Provided information
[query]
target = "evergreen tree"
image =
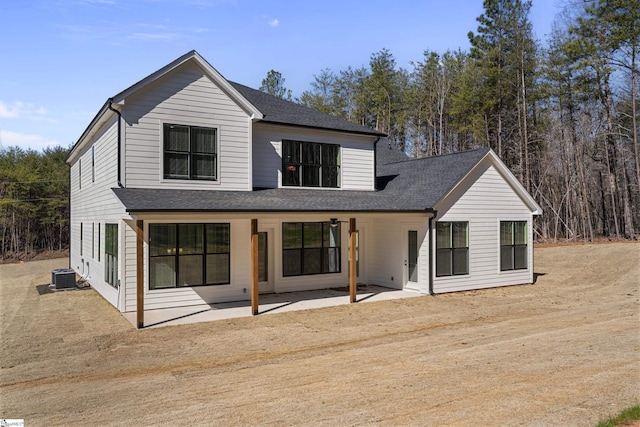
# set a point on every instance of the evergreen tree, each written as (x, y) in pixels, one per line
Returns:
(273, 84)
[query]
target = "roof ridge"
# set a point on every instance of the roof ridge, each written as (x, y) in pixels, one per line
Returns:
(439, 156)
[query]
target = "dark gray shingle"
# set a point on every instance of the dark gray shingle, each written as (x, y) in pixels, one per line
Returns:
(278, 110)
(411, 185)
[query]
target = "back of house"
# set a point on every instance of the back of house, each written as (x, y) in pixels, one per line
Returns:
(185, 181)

--

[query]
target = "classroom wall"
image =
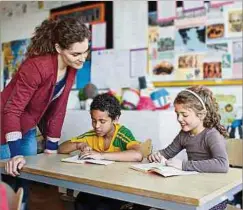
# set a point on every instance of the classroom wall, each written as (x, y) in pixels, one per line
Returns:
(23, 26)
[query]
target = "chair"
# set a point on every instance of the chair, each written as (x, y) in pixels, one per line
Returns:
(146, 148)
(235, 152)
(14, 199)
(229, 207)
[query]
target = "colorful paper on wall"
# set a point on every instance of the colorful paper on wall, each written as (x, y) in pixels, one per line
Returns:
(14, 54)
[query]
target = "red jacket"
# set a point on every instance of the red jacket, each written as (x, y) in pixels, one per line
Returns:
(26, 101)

---

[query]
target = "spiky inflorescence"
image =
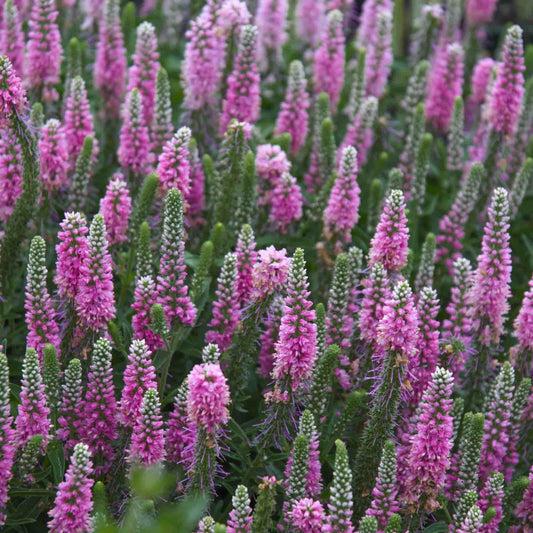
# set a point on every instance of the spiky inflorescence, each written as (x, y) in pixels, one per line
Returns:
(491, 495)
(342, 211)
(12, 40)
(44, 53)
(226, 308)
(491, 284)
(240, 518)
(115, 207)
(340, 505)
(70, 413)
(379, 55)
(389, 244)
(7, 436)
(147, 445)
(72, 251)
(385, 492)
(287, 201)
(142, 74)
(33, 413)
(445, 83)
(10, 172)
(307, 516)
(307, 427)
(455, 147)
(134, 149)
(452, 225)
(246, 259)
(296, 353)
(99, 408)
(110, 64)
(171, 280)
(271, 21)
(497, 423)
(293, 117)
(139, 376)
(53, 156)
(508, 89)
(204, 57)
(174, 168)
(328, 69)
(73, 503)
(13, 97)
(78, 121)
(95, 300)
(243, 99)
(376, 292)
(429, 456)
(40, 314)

Exercise
Your answer should consist of copies of the lines above that include the string "roof".

Answer to the exercise
target = "roof ridge"
# set a point on every instance of the roof ridge, each written as (x, y) in pixels, one per line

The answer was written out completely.